(Records from a data source)
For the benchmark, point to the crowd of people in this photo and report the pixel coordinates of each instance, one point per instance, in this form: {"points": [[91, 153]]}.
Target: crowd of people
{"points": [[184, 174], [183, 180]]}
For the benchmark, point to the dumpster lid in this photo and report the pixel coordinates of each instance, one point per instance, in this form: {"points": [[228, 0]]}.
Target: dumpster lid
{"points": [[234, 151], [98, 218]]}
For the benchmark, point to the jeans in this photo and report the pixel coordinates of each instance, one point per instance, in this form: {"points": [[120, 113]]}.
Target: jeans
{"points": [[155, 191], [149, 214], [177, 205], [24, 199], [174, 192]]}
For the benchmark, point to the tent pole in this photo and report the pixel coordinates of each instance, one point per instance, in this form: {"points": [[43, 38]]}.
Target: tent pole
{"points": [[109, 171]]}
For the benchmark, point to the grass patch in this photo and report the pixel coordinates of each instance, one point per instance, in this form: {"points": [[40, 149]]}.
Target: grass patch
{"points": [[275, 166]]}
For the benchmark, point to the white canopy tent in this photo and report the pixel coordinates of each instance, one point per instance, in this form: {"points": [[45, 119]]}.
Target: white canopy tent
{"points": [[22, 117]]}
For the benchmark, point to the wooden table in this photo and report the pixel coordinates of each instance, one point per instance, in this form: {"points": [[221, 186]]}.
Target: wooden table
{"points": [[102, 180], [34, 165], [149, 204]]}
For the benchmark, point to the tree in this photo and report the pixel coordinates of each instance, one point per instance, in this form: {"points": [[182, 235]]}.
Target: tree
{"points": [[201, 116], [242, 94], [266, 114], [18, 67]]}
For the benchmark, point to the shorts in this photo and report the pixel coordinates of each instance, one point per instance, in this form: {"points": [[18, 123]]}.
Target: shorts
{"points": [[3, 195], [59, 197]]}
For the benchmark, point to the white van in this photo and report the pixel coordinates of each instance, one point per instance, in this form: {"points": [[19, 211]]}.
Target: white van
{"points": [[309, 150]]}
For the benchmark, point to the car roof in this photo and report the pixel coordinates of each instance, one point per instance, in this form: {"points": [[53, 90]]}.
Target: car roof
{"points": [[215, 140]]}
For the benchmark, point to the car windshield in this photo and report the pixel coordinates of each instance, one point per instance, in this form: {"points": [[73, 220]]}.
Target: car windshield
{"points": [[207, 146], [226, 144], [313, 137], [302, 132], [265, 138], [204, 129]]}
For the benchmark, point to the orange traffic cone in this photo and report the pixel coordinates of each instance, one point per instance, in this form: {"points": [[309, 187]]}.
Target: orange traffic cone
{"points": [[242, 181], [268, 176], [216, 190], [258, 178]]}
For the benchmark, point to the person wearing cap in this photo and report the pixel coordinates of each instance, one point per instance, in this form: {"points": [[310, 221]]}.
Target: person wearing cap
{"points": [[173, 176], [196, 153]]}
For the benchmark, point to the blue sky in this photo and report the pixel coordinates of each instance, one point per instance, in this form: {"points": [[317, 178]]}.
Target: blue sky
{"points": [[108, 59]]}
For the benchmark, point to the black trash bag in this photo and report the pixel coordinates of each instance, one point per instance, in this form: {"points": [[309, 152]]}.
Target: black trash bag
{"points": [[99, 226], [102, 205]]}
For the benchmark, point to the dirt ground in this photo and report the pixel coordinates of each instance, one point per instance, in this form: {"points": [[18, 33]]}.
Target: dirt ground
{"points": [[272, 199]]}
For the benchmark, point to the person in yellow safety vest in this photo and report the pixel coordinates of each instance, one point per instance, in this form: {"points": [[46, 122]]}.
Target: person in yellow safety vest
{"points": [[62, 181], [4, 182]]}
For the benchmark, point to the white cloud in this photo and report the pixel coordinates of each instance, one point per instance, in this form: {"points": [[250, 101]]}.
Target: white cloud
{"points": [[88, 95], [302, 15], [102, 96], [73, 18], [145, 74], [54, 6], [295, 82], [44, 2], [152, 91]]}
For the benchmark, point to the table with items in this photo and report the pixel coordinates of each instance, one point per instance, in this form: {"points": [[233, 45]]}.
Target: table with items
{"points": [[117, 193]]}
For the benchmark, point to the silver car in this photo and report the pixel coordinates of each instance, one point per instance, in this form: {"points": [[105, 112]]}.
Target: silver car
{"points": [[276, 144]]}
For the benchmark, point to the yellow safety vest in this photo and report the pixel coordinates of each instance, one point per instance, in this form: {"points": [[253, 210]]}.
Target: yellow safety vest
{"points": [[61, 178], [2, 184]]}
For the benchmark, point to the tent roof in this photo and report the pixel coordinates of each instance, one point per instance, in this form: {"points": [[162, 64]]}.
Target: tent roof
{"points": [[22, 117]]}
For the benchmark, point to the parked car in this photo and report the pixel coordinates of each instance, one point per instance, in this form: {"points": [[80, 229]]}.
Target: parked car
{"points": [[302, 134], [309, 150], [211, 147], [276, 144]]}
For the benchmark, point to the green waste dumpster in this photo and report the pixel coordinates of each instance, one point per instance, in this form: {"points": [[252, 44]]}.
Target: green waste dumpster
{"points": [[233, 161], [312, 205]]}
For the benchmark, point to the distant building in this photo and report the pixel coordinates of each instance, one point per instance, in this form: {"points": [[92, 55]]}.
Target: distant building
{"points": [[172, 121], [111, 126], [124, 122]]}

The problem
Arrange the records as a Markdown table with the columns No. and Line, starting with the line that contains "For the benchmark, point to the silver" and going on through the last line of the records. Number each row, and leave out any blank lines.

Answer to the problem
| No. | Line |
|---|---|
| 1 | For the benchmark, point to the silver car in this photo and report the pixel coordinates of each instance, one point per instance, in this form: {"points": [[105, 112]]}. |
| 2 | Target: silver car |
| 3 | {"points": [[276, 144]]} |
| 4 | For the benchmark, point to the yellow safety vest in this photo and report the pixel coordinates of each instance, one point per instance, in this form: {"points": [[253, 210]]}. |
| 5 | Target: yellow safety vest |
| 6 | {"points": [[61, 178], [2, 184]]} |
| 7 | For the benchmark, point to the tent roof in this photo and report the pixel coordinates of each instance, one point per instance, in this form: {"points": [[162, 64]]}. |
| 8 | Target: tent roof |
| 9 | {"points": [[22, 117]]} |
| 10 | For the benchmark, point to the parked car in this photo and report the pixel coordinates of each instance, one point per instance, in this form: {"points": [[80, 229]]}. |
| 11 | Target: parked car |
| 12 | {"points": [[302, 134], [309, 150], [211, 147], [276, 144]]} |
| 13 | For the benchmark, point to the green waste dumpster in this photo and report the pixel coordinates of each instance, one point per instance, in this form: {"points": [[252, 44]]}. |
| 14 | Target: green waste dumpster |
| 15 | {"points": [[233, 161], [312, 205]]} |
| 16 | For the benchmark, point to the distant building in this photo and report the pixel coordinates of each instance, one point per instance, in this form: {"points": [[92, 55]]}. |
| 17 | Target: distant building |
| 18 | {"points": [[172, 121], [111, 126], [124, 122]]} |